▶ _SOURCE TEXT_

○ ○ ○

It’s too confusing.  We used to listen to KMET and know everything that was happening.  Now, you can pay attention and still be out of the loop.

And it’s not like we have to sit through albums and discover secondary cuts like "Wrapcity In English" and "Fred", tracks that only reveal themselves over time.  It’s an all hits all the time business.

And that’s what it is, business.

Whereas sitting there last night I saw it through the band’s eyes.  Barely twenty, they’d heard the Beatles and picked up their instruments.  And being so popular at Kent State, they’d gotten to make a record.  And TOUR!  All the way to Westport, Connecticut.  It was not only about the music, but the adventure.  It was a way to see the world in the pre-Internet era.

Those days are never coming back.  I’d like to tell you where’s we’re going, but I can only guess.  I can just tell you I lived through something.  When music was the most important thing on the planet.  Eclipsing not only TV, but sports.  Going to the gig was one’s ultimate desire.  That’s where it happened.  That’s where the records came alive.

The records came alive last night.  Aged discs that I still play.  To hear them re-created on stage was akin to seeing an unfurling of the Dead Sea Scrolls.

But this was truly my religion.  Guys not interested in celebrity speaking from deep inside their souls to me, for the JOY OF IT!

○ ○ ○

A block of data

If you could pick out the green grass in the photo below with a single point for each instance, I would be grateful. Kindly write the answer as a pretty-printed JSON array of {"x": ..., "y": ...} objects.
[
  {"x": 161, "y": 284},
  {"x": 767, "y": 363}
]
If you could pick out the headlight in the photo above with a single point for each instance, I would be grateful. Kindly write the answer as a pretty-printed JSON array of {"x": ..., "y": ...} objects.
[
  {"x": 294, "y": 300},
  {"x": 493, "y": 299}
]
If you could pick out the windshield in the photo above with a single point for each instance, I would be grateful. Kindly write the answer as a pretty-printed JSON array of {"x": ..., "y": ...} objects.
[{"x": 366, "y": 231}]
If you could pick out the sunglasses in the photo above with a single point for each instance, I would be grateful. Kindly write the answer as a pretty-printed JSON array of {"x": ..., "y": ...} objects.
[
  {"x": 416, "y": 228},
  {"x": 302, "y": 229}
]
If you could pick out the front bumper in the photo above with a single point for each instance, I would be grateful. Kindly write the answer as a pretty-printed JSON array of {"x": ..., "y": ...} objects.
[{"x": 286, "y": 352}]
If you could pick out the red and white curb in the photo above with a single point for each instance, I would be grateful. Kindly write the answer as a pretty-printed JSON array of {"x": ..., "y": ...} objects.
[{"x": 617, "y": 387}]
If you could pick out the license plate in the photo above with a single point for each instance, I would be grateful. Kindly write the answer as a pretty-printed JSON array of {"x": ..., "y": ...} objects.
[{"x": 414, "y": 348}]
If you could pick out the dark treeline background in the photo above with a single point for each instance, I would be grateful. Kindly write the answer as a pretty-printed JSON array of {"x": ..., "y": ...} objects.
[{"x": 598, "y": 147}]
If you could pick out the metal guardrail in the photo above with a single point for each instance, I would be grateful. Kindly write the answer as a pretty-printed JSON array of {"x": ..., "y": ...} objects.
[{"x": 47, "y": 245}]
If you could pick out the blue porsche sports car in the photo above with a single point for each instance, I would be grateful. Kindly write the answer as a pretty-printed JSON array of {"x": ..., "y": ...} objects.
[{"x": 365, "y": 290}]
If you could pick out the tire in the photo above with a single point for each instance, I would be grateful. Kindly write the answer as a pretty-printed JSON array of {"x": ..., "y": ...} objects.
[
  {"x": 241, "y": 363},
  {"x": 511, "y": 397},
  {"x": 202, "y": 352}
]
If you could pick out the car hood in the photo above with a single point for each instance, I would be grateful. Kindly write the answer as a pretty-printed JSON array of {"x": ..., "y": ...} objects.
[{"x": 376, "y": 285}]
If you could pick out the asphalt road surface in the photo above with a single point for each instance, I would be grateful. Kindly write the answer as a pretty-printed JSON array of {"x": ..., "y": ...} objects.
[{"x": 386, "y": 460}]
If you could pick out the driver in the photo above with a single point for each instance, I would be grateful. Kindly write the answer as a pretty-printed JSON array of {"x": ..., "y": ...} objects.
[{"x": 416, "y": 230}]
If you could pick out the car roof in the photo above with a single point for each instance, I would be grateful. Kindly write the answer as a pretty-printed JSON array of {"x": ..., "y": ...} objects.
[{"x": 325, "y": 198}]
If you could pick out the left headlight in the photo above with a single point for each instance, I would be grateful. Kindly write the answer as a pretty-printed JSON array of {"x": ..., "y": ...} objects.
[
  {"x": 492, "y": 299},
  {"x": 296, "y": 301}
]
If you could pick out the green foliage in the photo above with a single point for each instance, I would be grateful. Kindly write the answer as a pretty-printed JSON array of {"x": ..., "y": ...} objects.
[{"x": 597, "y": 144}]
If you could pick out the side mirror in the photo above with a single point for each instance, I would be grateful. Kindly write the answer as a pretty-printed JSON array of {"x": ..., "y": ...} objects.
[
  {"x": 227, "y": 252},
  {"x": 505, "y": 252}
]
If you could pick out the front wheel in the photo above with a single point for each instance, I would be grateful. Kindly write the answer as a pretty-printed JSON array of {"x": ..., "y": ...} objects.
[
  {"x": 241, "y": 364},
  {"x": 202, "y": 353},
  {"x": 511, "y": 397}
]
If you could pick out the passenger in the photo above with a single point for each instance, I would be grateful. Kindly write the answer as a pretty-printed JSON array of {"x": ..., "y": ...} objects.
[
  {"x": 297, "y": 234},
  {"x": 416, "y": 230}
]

○ ○ ○

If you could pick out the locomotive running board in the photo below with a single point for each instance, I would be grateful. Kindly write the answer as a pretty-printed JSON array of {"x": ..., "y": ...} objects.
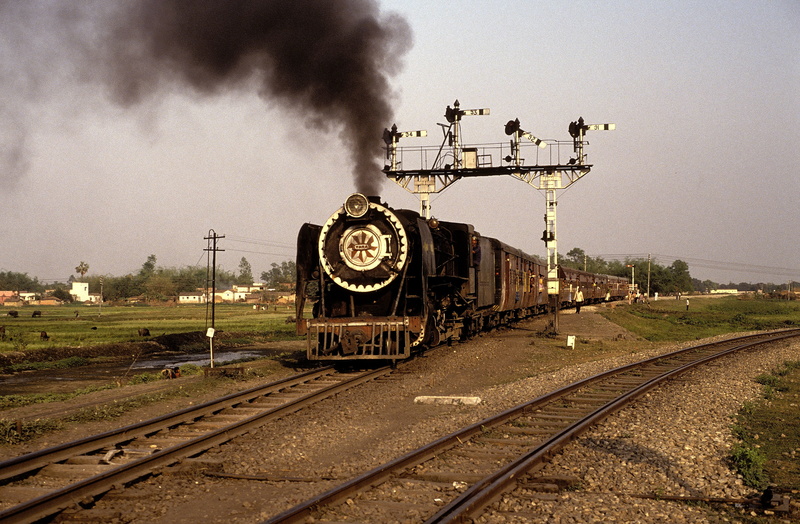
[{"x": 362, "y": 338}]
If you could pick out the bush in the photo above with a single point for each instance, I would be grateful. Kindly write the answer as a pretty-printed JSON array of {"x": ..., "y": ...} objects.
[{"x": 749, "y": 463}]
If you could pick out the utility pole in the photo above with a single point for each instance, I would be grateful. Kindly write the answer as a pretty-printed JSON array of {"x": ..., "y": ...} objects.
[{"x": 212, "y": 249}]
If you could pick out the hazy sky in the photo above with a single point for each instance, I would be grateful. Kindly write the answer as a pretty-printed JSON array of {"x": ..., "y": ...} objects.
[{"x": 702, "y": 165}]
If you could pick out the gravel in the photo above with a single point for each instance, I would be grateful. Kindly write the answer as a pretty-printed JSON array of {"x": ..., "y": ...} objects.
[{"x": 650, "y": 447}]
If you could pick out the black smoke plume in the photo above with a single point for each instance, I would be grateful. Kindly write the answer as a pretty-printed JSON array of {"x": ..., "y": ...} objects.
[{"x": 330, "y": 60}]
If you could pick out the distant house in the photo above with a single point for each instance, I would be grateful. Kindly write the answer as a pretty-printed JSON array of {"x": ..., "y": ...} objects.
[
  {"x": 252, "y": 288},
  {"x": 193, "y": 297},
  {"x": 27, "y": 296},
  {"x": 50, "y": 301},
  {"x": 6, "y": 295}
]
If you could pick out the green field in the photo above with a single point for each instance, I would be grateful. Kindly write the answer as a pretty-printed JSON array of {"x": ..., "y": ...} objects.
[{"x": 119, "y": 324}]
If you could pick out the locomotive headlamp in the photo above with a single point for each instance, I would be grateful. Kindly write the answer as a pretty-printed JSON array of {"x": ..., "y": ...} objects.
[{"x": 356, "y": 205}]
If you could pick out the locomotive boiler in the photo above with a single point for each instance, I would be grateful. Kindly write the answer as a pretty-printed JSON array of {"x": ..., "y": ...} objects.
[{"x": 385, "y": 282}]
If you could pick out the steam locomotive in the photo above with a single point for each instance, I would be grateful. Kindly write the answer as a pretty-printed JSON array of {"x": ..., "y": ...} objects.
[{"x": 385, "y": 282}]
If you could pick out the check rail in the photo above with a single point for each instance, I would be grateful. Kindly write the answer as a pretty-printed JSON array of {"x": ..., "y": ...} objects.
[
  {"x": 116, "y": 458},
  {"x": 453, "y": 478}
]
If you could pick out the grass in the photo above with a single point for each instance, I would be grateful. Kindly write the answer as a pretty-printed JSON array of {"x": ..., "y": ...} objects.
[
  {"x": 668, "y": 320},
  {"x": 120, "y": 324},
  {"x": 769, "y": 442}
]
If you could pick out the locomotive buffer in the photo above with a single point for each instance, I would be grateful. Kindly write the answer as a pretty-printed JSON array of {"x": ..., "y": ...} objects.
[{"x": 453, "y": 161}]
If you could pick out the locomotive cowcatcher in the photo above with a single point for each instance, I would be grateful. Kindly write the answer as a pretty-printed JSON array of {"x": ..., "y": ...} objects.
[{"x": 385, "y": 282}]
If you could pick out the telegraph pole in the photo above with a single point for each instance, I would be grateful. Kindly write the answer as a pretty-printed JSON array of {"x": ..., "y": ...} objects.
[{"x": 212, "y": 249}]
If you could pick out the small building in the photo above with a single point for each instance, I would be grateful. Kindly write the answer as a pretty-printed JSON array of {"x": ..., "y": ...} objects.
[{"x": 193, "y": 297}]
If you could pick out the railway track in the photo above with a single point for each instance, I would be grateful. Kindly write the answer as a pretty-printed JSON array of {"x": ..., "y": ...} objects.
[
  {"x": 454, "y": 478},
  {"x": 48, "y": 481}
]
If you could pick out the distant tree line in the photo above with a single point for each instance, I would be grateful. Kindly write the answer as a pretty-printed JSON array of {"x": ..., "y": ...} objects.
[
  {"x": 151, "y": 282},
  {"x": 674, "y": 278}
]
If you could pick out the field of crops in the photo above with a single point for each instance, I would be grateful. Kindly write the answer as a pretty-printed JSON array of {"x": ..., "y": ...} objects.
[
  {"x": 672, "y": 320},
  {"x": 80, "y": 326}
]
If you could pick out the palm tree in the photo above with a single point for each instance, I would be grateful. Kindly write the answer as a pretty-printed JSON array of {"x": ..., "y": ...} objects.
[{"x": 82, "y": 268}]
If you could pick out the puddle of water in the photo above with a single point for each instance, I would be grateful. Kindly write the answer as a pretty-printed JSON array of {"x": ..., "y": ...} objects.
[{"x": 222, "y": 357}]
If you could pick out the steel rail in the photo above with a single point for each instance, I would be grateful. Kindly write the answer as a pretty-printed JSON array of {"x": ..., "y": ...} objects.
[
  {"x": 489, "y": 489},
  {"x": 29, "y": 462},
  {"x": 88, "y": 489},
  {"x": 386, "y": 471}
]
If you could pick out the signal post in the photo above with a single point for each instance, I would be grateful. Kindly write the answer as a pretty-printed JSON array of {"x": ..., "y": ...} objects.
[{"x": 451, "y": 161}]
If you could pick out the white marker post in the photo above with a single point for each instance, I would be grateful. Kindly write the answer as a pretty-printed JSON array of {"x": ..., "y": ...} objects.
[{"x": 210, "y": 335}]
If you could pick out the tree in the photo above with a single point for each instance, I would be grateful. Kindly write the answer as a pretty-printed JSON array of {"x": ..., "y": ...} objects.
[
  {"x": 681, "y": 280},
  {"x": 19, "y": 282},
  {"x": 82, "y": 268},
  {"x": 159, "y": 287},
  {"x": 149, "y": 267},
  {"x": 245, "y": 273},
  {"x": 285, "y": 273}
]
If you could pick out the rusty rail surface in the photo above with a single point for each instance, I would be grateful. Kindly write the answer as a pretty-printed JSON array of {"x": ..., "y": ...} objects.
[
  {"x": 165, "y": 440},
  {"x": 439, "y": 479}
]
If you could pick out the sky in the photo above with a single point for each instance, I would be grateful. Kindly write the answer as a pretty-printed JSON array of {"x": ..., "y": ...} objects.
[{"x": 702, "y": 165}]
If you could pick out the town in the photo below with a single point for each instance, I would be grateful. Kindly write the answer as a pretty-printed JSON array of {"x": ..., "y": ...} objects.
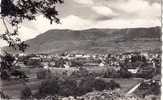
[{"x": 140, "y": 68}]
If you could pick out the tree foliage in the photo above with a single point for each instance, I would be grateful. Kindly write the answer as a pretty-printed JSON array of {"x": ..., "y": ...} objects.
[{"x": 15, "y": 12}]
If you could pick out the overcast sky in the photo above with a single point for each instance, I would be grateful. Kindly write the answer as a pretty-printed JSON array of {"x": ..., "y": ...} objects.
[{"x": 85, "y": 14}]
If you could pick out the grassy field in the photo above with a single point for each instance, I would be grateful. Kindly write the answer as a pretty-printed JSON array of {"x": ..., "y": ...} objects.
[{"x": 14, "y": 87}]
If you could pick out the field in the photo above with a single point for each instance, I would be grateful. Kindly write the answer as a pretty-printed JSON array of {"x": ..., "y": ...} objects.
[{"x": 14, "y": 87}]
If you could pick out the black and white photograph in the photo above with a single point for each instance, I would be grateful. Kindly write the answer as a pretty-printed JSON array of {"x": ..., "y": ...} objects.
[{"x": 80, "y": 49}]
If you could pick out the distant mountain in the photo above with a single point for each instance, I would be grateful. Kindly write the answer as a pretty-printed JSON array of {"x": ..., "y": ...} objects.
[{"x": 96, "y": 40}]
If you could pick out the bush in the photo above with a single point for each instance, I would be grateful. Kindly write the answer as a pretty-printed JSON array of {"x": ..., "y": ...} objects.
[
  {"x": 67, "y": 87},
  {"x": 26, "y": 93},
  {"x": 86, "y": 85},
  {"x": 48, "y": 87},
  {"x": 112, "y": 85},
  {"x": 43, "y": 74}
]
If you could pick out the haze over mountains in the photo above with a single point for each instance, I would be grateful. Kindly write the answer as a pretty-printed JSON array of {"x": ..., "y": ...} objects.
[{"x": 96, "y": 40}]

○ ○ ○

▶ _TASKS TO PERFORM_
**1)** In the text about live music, how far did the band's tour take them?
**2)** Repeat everything in the text about live music from "And it’s not" down to "it is, business.".

▶ _TASK-BY-TASK SOLUTIONS_
**1)** All the way to Westport, Connecticut.

**2)**
And it’s not like we have to sit through albums and discover secondary cuts like "Wrapcity In English" and "Fred", tracks that only reveal themselves over time.  It’s an all hits all the time business.

And that’s what it is, business.